▸ **DIRECTIONS FOR THIS TASK**: Below are records; transcribe only the line with "target: <item>burning building</item>" and those after it, through the last line, without any change.

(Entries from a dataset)
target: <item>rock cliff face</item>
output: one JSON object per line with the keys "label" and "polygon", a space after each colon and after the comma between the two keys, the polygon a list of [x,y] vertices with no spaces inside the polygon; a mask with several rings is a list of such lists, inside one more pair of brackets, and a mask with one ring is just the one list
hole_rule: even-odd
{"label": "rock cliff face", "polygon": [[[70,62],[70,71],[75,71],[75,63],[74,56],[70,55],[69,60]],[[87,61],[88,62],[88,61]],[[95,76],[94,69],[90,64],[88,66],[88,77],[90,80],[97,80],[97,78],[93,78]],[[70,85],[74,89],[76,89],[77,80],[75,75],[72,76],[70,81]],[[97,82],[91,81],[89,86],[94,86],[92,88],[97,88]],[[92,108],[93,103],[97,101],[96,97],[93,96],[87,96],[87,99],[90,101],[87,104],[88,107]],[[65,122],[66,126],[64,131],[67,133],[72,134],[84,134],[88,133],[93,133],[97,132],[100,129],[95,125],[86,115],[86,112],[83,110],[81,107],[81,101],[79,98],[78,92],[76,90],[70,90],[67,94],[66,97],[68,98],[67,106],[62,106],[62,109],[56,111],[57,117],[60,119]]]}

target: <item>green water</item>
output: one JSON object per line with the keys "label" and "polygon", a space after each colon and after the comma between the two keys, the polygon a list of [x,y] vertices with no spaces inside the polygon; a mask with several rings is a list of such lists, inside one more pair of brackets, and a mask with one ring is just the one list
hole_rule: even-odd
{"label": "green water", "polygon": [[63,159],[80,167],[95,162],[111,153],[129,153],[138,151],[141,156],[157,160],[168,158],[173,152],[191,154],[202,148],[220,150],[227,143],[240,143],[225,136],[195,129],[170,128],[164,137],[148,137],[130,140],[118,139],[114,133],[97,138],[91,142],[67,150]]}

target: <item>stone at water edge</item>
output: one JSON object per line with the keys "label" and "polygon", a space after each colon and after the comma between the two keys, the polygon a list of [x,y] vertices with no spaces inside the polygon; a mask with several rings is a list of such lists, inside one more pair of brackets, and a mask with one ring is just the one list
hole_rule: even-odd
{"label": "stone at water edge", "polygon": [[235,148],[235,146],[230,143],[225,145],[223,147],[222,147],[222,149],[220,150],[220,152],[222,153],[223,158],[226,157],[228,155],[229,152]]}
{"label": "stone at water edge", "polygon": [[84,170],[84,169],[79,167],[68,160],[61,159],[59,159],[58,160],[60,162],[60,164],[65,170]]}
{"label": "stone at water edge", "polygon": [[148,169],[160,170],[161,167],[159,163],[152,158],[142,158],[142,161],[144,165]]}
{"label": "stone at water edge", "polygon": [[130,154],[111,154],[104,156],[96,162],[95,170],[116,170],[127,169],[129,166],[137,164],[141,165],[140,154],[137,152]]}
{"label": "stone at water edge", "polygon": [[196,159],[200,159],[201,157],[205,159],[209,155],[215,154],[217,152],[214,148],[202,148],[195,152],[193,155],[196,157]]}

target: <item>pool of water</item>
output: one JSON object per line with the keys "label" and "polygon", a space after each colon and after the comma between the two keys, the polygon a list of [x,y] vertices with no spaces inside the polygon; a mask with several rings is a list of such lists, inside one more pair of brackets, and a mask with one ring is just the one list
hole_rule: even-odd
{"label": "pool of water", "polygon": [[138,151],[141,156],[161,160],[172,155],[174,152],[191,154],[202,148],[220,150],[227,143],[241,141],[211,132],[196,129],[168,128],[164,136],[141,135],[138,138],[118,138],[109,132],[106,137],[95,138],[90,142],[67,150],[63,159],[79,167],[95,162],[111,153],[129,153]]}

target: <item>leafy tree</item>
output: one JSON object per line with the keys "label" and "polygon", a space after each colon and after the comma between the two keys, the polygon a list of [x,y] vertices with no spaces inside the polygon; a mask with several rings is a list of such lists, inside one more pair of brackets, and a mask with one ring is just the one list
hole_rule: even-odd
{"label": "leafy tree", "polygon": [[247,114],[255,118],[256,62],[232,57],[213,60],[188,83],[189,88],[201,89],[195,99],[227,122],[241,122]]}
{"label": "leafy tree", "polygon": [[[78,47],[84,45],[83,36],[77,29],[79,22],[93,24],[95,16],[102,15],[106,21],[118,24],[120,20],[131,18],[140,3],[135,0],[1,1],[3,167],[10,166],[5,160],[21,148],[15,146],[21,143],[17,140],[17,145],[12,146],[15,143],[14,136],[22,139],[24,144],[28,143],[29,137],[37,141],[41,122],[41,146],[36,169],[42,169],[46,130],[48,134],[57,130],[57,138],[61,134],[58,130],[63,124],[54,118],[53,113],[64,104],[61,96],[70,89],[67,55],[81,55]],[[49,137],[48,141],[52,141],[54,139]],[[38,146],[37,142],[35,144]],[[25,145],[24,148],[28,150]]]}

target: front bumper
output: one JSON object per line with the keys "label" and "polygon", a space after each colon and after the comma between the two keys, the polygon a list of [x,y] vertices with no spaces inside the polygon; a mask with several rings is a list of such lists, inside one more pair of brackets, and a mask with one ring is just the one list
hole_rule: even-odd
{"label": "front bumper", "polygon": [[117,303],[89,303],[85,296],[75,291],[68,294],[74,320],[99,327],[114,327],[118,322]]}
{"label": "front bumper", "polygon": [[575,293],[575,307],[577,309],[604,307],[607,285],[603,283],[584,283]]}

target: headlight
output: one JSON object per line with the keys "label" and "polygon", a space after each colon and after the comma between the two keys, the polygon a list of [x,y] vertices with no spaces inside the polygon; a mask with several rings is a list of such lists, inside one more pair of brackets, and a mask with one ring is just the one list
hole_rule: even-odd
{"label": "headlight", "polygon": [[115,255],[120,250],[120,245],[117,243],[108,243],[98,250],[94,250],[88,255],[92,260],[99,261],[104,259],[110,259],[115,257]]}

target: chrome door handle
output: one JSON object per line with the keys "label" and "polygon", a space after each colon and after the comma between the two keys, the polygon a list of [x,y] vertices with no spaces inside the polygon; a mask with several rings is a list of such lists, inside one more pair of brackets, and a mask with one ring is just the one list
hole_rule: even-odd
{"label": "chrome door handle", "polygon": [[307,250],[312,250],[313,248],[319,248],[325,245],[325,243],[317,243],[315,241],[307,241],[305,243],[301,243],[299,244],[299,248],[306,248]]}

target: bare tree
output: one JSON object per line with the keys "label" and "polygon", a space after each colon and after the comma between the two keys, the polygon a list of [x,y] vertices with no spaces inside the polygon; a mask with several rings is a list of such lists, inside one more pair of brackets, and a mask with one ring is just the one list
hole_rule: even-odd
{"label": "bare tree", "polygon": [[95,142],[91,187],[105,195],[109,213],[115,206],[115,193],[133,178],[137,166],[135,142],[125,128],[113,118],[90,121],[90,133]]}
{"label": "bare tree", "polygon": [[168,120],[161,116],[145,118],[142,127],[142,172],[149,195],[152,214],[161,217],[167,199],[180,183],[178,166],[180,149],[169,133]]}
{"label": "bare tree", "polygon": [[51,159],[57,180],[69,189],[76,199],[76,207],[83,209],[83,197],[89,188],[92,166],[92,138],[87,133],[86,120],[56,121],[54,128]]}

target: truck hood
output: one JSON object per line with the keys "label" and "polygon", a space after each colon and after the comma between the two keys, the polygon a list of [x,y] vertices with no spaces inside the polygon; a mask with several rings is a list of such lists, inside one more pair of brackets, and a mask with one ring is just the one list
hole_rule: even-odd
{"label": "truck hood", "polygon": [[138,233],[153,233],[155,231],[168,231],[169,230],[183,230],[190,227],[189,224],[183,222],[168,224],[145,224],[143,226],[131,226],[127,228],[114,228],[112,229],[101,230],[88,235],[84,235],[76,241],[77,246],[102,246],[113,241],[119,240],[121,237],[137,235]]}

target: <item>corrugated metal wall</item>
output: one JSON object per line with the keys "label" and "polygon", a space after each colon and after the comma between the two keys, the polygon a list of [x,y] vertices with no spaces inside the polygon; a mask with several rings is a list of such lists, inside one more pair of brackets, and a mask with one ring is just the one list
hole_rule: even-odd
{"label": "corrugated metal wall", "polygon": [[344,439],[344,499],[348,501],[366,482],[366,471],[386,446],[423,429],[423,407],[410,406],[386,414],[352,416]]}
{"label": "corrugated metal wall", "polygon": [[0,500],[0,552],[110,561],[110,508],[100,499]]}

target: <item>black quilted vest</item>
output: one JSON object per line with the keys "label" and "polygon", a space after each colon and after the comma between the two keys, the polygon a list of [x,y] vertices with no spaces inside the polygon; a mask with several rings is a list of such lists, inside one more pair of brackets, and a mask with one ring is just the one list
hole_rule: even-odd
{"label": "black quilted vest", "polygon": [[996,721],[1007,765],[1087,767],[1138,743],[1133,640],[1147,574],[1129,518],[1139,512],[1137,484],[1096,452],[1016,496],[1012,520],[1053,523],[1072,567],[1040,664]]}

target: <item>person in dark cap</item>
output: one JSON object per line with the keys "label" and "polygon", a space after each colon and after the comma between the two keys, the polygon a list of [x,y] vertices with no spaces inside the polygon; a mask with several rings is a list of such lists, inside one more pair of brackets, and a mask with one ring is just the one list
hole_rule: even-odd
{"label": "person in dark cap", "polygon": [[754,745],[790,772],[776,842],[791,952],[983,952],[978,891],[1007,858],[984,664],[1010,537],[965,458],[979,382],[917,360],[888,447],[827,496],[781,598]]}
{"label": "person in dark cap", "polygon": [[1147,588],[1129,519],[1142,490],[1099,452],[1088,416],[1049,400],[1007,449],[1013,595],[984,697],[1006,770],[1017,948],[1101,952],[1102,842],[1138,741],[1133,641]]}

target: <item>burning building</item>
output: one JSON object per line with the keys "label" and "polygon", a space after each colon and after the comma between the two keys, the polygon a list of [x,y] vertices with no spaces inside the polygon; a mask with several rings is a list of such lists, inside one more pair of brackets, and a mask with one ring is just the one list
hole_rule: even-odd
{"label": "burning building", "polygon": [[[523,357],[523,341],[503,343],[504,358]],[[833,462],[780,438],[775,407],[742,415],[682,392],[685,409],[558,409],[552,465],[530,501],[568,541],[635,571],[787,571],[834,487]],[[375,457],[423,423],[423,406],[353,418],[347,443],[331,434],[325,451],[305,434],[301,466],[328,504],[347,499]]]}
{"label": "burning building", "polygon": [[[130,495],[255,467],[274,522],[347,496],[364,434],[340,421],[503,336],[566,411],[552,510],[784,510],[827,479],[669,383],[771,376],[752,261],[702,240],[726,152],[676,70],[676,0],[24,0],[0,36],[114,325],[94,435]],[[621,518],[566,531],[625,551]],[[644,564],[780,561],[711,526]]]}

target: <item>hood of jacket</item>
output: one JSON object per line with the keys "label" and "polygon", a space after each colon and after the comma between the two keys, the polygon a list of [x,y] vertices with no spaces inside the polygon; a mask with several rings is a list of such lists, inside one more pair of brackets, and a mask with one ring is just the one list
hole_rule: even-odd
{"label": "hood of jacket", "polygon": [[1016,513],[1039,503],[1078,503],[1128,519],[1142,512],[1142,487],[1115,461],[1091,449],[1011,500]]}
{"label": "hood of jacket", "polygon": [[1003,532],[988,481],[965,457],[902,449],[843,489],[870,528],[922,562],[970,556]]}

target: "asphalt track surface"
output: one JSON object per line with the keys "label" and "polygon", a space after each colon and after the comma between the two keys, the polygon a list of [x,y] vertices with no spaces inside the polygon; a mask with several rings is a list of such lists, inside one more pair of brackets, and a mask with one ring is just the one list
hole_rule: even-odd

▸ **CORRECT RESULT**:
target: <item>burning building</item>
output: one JSON object per line with the keys "label" and "polygon", a space after each colon and after the comma between the two keys, the polygon a list of [x,y] vertices with no spaces inside the polygon; a mask with several rings is a list of such lists, inside one more pair of brackets, and a mask with one ring is just the one list
hole_rule: even-odd
{"label": "burning building", "polygon": [[[523,357],[523,341],[503,343],[504,358]],[[833,462],[780,438],[775,407],[742,415],[682,392],[685,409],[558,409],[552,465],[530,501],[568,541],[635,571],[787,571],[834,487]],[[375,457],[423,423],[423,406],[353,418],[347,443],[331,434],[325,451],[305,434],[301,466],[328,504],[347,499]]]}
{"label": "burning building", "polygon": [[[130,495],[255,467],[274,522],[347,496],[364,434],[340,421],[503,336],[566,411],[552,510],[784,510],[827,479],[669,383],[771,376],[752,261],[702,240],[726,152],[676,70],[676,0],[24,0],[0,36],[114,325],[94,435]],[[621,518],[566,531],[625,551]],[[644,564],[780,561],[711,526]]]}

target: <item>hood of jacket</item>
output: one JSON object per line with the keys "label" and "polygon", a space after each colon and after the comma between the two keys, the polygon a list of [x,y] vertices with no spaces inside the polygon; a mask with several rings is a list of such lists, inside one more pair of brackets, and a mask with one ring is just the one list
hole_rule: even-odd
{"label": "hood of jacket", "polygon": [[1016,513],[1039,503],[1078,503],[1128,519],[1142,512],[1142,487],[1115,461],[1091,449],[1011,500]]}
{"label": "hood of jacket", "polygon": [[1003,532],[988,481],[965,457],[902,449],[843,489],[870,528],[922,562],[970,556]]}

target: "asphalt track surface"
output: one JSON object per line with the keys "label" and "polygon", a space after each colon and after the comma between the two keys, the polygon a list of [x,y] vertices with no spaces inside the polygon; a mask with several rings is a list of such lists, inside one more pair of brackets, and a mask with one ring is just the one list
hole_rule: even-odd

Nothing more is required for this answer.